***** Material provided
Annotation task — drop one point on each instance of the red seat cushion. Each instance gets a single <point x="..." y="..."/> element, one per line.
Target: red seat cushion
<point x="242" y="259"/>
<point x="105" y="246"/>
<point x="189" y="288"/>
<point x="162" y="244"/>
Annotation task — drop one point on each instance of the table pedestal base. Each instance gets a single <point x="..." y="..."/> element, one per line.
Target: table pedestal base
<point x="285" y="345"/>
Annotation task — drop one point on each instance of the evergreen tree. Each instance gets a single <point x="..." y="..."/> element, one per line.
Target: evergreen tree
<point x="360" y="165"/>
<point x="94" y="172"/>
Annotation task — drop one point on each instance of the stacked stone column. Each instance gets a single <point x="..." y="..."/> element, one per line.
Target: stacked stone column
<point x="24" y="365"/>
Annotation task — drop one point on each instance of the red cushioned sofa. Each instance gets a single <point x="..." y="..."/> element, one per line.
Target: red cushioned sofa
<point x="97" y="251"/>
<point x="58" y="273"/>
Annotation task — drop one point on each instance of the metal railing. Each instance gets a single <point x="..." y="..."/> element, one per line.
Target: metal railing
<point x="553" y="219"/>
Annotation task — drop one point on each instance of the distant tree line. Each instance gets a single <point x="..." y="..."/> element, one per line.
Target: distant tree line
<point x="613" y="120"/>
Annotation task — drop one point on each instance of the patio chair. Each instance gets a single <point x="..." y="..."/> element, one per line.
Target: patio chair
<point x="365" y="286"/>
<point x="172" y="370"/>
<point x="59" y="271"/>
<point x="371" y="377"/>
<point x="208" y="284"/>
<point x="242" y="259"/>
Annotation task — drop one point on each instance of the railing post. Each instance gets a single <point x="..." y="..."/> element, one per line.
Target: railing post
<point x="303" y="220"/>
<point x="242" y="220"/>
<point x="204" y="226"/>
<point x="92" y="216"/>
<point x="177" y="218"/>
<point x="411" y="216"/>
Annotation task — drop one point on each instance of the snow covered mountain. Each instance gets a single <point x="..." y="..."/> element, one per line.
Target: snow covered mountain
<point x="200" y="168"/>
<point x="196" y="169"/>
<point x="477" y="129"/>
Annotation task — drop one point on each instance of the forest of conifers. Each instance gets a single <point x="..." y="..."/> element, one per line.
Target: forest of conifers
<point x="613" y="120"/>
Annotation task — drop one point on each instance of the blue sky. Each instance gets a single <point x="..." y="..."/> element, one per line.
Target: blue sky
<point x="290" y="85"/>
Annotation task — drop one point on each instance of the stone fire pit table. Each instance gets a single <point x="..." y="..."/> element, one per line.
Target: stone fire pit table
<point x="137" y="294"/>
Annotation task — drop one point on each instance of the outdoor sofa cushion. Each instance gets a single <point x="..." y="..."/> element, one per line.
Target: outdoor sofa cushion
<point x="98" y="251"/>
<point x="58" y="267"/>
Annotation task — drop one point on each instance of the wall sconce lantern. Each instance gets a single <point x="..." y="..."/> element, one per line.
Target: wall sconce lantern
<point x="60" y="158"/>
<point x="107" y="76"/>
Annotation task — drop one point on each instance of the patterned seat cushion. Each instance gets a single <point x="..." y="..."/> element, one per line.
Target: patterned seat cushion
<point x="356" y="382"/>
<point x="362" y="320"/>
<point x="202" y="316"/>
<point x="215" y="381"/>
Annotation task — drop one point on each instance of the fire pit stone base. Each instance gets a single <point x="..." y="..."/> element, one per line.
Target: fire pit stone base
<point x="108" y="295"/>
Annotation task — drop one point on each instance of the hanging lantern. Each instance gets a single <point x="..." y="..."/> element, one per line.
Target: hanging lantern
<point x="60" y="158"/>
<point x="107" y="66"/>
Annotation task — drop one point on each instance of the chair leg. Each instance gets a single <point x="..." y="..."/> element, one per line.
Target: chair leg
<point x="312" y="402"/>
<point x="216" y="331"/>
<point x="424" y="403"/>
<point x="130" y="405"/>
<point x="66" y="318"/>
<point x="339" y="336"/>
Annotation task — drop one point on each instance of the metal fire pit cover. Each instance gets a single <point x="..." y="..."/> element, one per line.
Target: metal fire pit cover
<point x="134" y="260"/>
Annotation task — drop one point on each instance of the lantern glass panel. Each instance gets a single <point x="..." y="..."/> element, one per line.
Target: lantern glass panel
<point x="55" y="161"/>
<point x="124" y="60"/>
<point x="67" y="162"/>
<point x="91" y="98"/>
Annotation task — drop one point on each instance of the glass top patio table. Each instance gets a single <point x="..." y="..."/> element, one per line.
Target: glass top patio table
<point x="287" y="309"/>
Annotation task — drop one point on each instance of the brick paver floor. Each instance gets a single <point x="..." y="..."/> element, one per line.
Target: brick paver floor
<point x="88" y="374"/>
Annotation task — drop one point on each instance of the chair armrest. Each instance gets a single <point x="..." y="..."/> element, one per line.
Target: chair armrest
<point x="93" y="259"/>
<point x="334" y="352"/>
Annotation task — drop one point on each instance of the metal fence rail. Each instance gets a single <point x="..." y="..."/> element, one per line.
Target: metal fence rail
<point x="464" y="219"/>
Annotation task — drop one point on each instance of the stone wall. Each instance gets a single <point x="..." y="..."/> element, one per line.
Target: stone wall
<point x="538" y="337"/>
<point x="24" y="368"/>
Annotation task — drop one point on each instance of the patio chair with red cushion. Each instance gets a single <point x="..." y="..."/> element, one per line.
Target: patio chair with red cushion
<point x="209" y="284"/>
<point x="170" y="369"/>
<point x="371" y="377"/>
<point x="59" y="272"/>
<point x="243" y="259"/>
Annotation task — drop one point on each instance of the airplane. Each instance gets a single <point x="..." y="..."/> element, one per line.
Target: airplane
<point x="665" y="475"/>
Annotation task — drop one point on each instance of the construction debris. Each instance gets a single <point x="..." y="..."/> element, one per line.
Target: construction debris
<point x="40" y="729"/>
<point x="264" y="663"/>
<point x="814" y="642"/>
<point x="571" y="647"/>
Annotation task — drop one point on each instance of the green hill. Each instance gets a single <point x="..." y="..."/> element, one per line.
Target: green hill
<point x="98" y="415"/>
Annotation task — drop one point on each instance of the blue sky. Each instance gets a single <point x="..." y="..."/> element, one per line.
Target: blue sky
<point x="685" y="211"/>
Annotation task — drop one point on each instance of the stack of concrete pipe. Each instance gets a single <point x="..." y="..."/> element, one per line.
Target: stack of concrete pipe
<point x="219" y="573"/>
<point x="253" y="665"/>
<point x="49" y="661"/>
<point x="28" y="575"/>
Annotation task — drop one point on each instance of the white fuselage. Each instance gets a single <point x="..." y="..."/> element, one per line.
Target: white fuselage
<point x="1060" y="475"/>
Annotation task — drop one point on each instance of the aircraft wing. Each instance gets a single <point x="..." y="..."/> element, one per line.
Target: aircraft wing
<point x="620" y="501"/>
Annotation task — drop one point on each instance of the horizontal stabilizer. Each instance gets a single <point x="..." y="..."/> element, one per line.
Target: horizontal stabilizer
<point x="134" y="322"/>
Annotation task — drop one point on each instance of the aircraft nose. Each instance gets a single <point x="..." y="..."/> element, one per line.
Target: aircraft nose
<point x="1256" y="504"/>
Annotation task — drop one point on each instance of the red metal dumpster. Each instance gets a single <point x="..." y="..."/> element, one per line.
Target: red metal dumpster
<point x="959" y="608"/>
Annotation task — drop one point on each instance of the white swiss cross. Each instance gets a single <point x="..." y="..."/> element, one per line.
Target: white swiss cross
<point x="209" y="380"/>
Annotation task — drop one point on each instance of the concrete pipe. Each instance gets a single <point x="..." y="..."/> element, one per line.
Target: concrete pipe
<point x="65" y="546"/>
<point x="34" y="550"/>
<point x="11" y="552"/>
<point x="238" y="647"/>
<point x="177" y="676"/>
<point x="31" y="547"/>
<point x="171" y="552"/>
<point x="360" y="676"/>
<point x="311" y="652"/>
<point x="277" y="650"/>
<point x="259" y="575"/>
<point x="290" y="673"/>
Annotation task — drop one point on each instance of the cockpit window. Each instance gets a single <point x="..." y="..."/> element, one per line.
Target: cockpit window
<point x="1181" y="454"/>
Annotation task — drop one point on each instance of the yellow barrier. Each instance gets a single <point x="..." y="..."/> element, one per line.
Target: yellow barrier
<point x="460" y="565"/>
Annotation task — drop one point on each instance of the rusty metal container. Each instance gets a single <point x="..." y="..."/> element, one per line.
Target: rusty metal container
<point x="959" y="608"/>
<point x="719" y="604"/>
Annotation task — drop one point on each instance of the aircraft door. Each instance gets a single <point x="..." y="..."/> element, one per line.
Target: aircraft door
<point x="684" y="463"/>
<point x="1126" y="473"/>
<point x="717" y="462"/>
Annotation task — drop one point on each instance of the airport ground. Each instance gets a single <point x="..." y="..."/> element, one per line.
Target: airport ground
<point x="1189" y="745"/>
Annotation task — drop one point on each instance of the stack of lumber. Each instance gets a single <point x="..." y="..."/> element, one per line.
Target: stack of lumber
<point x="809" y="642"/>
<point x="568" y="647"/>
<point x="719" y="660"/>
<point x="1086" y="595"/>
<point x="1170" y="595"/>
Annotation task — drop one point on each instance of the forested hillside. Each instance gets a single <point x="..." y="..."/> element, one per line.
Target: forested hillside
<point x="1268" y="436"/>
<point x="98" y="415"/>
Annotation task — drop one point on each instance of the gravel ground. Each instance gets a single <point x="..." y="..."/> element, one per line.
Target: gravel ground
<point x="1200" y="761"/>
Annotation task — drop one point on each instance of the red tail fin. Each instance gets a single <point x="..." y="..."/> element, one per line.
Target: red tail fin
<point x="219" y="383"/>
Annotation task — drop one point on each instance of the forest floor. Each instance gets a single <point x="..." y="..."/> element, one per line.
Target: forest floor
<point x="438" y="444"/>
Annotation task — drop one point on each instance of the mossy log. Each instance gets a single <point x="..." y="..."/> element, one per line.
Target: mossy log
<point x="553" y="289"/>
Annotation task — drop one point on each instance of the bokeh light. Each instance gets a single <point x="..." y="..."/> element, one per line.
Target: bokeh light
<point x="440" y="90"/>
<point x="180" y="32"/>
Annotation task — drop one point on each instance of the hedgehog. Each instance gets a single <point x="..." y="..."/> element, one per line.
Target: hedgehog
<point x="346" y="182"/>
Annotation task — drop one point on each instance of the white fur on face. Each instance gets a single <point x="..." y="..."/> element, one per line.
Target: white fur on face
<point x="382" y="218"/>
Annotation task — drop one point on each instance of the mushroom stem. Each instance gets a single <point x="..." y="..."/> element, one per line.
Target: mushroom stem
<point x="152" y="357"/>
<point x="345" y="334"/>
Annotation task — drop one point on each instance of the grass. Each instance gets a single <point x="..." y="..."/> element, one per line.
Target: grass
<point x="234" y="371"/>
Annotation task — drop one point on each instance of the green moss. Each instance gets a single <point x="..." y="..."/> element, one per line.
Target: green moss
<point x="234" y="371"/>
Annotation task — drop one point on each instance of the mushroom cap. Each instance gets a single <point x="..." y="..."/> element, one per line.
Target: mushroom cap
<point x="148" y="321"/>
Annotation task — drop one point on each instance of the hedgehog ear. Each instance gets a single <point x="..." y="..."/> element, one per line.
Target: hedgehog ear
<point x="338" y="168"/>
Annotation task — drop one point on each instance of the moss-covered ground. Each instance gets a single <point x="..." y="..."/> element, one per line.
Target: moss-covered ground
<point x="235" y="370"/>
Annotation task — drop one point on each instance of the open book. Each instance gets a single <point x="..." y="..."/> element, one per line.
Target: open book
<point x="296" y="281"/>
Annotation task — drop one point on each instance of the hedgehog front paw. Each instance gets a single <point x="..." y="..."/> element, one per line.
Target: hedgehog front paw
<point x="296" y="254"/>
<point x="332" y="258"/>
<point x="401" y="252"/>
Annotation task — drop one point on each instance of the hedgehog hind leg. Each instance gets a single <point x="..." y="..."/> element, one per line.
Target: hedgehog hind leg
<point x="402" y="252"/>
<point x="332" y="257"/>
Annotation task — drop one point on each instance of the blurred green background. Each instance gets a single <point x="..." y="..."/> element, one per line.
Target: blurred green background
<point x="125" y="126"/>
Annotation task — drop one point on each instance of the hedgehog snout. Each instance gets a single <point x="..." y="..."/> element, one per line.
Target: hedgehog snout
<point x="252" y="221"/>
**********
Given the records above, restate word for word only the lines starting at the one with "of the moss-covered" and ending at the one with "the hedgehog front".

Annotation task — drop one point on each instance of the moss-covered ground. Each instance gets a single <point x="..." y="..."/> element, one per line.
Target: moss-covered ground
<point x="235" y="370"/>
Annotation task — drop one point on each instance of the open book. Each instance gets a single <point x="..." y="..."/> element, one per line.
Target: open book
<point x="296" y="281"/>
Annotation task — drop one point on each instance of the hedgehog front paw. Each instance gets a single <point x="..." y="..."/> element, one per line.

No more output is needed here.